(Extracted data entries)
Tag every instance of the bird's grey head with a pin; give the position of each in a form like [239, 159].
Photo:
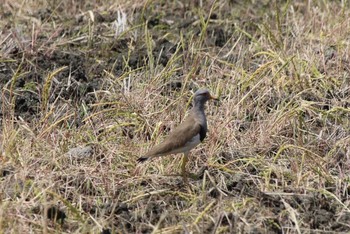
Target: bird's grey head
[202, 96]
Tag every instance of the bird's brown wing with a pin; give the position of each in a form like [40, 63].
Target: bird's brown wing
[177, 138]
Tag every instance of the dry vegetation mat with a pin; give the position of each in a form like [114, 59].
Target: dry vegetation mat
[87, 87]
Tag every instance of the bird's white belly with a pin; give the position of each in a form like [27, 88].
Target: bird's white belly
[188, 146]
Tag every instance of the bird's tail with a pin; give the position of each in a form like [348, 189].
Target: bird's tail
[142, 159]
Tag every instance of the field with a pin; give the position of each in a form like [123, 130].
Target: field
[87, 87]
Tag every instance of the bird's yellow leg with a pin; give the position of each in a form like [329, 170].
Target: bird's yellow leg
[183, 167]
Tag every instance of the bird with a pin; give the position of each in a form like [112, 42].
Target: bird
[187, 135]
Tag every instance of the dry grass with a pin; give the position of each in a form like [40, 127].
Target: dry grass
[278, 152]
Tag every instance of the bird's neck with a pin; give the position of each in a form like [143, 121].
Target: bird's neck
[198, 106]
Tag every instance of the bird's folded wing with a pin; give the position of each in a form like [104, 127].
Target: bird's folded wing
[177, 138]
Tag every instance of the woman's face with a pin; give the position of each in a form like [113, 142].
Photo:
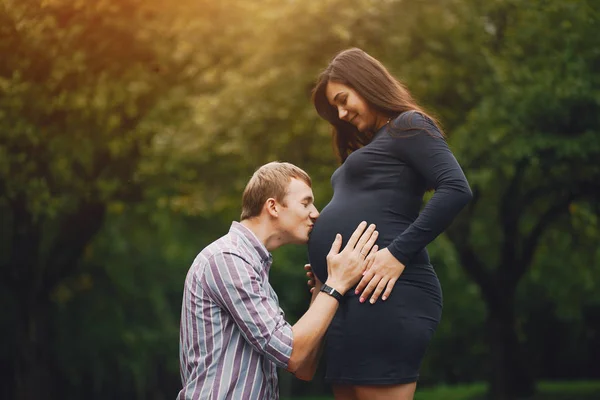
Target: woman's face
[353, 108]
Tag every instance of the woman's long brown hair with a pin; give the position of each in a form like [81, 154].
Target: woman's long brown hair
[372, 81]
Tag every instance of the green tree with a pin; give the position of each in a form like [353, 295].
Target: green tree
[84, 88]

** Exercise brief **
Repeat exactly the lines above, from the line containing "Tag every instance of the bird with" through the last line of the records, inclusive; omit any pictures.

** Your solution **
Tag every instance of the bird with a pin; give the position of each in a form like [112, 42].
Target: bird
[187, 135]
Tag every instance of the dry grass with a pin; give the position of each in a form like [40, 127].
Target: dry grass
[278, 152]
Tag every instance of the bird's neck with a pin; give the position of each in a form like [143, 121].
Target: bird's neck
[198, 106]
Tag every instance of the bird's folded wing with a pin; give the position of each in a form like [104, 127].
Target: bird's folded wing
[177, 138]
Tag every instance of the woman's face with a pin; give the position of each in a form like [113, 142].
Photo:
Target: woman's face
[353, 108]
Tag every instance of the woman's long brown hair with a pin; give the position of each in a form like [81, 154].
Target: woman's long brown hair
[372, 81]
Tag every instance of the green tree with a pin; give the position of each in a form like [353, 295].
Target: green tree
[84, 88]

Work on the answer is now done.